_OBJECTIVE_. Update the items below by changing every "drop a dot on" to "place a marker on" and leaving everything else as it is. Write out the updated items without the pictures.

_Collected data entries_.
▬▬▬▬▬▬
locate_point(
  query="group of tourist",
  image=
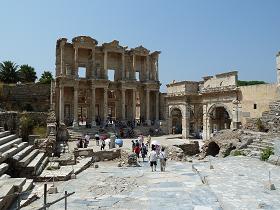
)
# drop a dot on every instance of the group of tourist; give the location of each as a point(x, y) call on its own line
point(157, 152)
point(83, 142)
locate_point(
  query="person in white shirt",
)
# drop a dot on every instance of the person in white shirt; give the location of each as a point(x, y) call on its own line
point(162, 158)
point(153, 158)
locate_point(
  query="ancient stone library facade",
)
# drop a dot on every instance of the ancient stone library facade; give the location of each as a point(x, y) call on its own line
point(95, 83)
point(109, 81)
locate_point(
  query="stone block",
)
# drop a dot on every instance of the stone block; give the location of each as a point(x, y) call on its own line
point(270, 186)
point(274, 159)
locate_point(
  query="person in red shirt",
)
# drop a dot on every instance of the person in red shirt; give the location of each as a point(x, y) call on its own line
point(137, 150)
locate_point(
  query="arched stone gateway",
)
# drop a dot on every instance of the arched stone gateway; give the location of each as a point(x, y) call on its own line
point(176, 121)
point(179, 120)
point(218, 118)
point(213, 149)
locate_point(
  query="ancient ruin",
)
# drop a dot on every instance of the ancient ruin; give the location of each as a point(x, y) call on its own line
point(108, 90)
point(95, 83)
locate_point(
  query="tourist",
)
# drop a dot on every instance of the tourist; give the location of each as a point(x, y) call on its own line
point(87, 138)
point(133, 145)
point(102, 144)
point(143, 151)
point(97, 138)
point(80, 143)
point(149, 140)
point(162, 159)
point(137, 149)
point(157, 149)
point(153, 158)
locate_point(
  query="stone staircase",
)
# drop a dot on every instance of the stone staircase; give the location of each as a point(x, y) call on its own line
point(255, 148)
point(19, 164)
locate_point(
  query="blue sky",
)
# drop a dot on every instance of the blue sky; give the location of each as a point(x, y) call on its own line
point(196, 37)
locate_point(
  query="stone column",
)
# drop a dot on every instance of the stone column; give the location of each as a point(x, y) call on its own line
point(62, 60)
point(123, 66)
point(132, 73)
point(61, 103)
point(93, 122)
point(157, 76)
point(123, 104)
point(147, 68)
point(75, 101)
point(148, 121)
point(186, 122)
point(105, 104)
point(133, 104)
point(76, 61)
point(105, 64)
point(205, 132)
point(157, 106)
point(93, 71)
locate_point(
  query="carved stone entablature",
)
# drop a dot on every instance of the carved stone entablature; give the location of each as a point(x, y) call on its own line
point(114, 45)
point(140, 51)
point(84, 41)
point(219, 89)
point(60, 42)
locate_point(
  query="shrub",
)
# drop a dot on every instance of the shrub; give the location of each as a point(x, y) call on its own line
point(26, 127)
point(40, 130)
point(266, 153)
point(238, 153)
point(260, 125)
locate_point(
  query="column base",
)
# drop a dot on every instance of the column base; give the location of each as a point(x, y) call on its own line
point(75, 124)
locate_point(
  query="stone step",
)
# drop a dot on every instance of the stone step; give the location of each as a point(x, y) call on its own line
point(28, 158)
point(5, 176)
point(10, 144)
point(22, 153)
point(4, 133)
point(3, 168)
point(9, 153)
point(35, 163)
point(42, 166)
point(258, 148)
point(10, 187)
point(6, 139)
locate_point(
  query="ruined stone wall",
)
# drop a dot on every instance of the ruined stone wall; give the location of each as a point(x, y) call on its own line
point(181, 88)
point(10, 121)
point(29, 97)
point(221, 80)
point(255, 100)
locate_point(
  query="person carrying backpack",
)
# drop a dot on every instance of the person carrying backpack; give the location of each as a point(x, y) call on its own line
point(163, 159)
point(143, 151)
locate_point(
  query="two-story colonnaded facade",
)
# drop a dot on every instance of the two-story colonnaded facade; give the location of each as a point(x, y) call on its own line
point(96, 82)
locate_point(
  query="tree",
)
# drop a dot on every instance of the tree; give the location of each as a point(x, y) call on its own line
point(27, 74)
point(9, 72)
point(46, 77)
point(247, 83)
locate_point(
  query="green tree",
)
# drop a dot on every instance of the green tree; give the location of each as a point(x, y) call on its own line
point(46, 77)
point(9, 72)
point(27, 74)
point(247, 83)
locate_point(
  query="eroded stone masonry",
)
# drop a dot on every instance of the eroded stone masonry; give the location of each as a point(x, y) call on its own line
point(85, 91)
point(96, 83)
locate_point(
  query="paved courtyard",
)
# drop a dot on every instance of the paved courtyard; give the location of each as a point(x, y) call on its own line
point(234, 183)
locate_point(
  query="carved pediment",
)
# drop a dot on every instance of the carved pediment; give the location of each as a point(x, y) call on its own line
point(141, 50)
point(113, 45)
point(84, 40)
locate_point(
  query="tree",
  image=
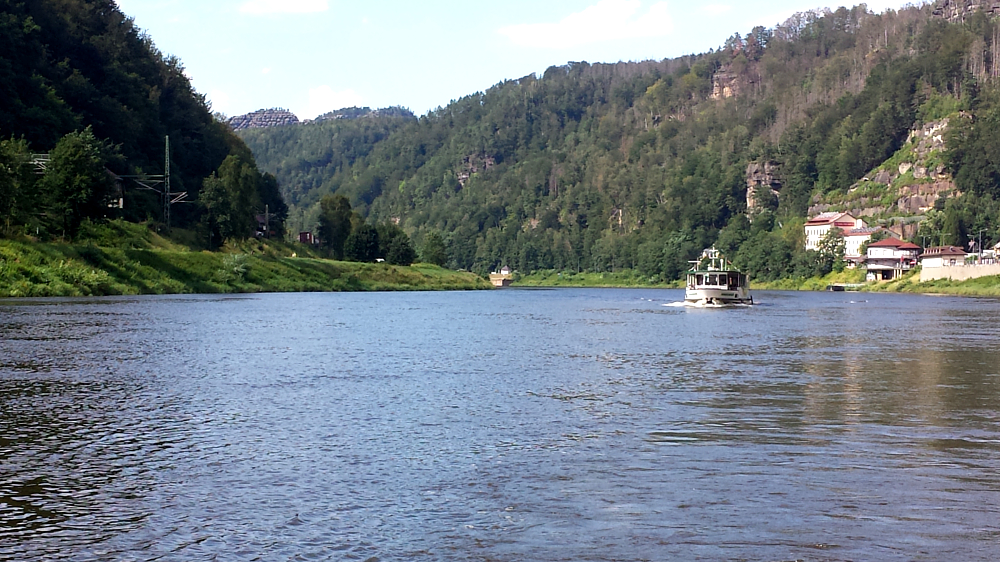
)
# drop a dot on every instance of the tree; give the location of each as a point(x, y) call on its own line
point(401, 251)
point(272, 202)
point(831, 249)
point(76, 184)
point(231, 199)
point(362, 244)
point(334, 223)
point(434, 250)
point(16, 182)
▬▬▬▬▬▬
_WRITTEN REPLY_.
locate_point(
  query="group of tourist",
  image=
)
# place a marker on every instance of the group of tourist; give the location of each as a point(x, y) call on its own line
point(157, 152)
point(83, 142)
locate_point(
  query="person in white shirt",
)
# place a marker on every instance of the person in white shirt; give the location of each as a point(x, y) call on its own line
point(162, 158)
point(153, 158)
locate_point(
  query="ancient stone library facade",
)
# place a marker on every instance of the ancient stone library facade; give the location of each as a point(x, y) call on its own line
point(95, 83)
point(109, 81)
locate_point(
  query="stone block",
)
# place a marker on every instance of the stone block; give the location of each as a point(x, y) call on its own line
point(270, 186)
point(274, 159)
locate_point(
  query="person in red shirt",
)
# place a marker on every instance of the person in red shirt; give the location of each as a point(x, y) call on its own line
point(137, 150)
locate_point(
  query="arched stone gateway",
)
# place a marker on every instance of the arched stone gateway; give the location of each as a point(x, y) call on its own line
point(176, 121)
point(179, 120)
point(218, 118)
point(213, 149)
locate_point(
  query="ancient ruin",
)
# place a marker on every instance of the ancient ruin; give the location of each as a point(x, y) call on its own line
point(108, 90)
point(95, 83)
locate_point(
  query="tourist",
)
# place a marker on every instance of the tourist; give the location of each as a point(x, y) call on its own line
point(87, 138)
point(133, 145)
point(102, 144)
point(143, 151)
point(97, 138)
point(80, 143)
point(149, 140)
point(162, 159)
point(137, 149)
point(157, 149)
point(153, 158)
locate_point(
  query="stone staircase",
)
# place a marker on every instance of the stone staircase; give the location of each as a point(x, y) call on its own line
point(255, 148)
point(19, 164)
locate_point(
  query="blue sky",
)
# place a marker on every instance of the blue sky; give the location of each as a point(x, y) call on its own line
point(196, 37)
locate_point(
  query="stone column",
)
# place a marker on every instance of the stone column; give the location of each as a point(x, y) call on its own line
point(62, 60)
point(123, 66)
point(132, 73)
point(61, 103)
point(93, 122)
point(157, 76)
point(123, 104)
point(147, 68)
point(75, 101)
point(148, 121)
point(186, 122)
point(105, 104)
point(133, 104)
point(76, 61)
point(105, 64)
point(205, 132)
point(157, 106)
point(93, 71)
locate_point(
  query="carved stone entablature",
)
# place a marker on every instance of the carved stone entablature; give the location of each as a point(x, y) call on its own line
point(114, 45)
point(140, 51)
point(84, 41)
point(219, 89)
point(60, 42)
locate_point(
  query="shrub",
)
# place a marker on every instance of the shrub; give the location of each as a point(x, y) call on its own line
point(26, 127)
point(40, 130)
point(266, 153)
point(238, 153)
point(260, 125)
locate_point(
  query="column base",
)
# place a marker on every instance of the column base; give the location of each as a point(x, y) call on its own line
point(75, 124)
locate_point(
  query="stone step",
)
# place a marker on every instance of the stone step; give the location of each as a point(x, y) call on its own line
point(28, 158)
point(5, 176)
point(10, 144)
point(22, 153)
point(4, 133)
point(3, 168)
point(9, 153)
point(35, 163)
point(42, 166)
point(258, 148)
point(10, 187)
point(6, 139)
locate_point(
  query="ruined stone wall",
)
# place a marker on every instance of the ruined stone wall; give the location of each as a point(x, y) call on its own line
point(181, 88)
point(10, 121)
point(29, 97)
point(221, 80)
point(255, 100)
locate_point(
  query="person carrying backpack",
)
# place a marker on every instance of the person carrying backpack; give the location of each as a point(x, y) call on its own line
point(163, 159)
point(143, 151)
locate_point(
  query="two-story colonnaded facade",
)
# place a marker on every instance of the two-story colonnaded facade; give the location of each as a point(x, y) call on its own line
point(96, 82)
locate_point(
  query="tree",
)
# place a marker on every instance of the tree; give the location of each as a point(x, y) call on its own line
point(27, 74)
point(9, 72)
point(46, 77)
point(247, 83)
locate_point(
  query="green tree",
)
# place a marker on every instance of the green tree; give the location of each as a point(x, y) call on its own line
point(46, 77)
point(9, 72)
point(27, 74)
point(247, 83)
locate_point(
  query="eroded stone masonry",
)
# place a marker on every instance of the eroded stone masonry; give the location of each as a point(x, y) call on its own line
point(85, 91)
point(96, 83)
locate_point(
  query="paved courtyard",
)
# place a marker on every instance of the paved courtyard; give the location of each as a point(x, y) call on its own line
point(234, 183)
locate_point(
  query="carved pediment",
)
# place a marker on every instance of the carved pediment; give the location of each as a point(x, y) call on its own line
point(141, 50)
point(113, 45)
point(84, 40)
locate_point(
  query="tree",
  image=
)
# place a marker on every instance of the tree; give the location of each as a point(x, y) call on its own line
point(401, 251)
point(272, 202)
point(831, 249)
point(76, 184)
point(231, 199)
point(362, 244)
point(334, 223)
point(434, 250)
point(16, 182)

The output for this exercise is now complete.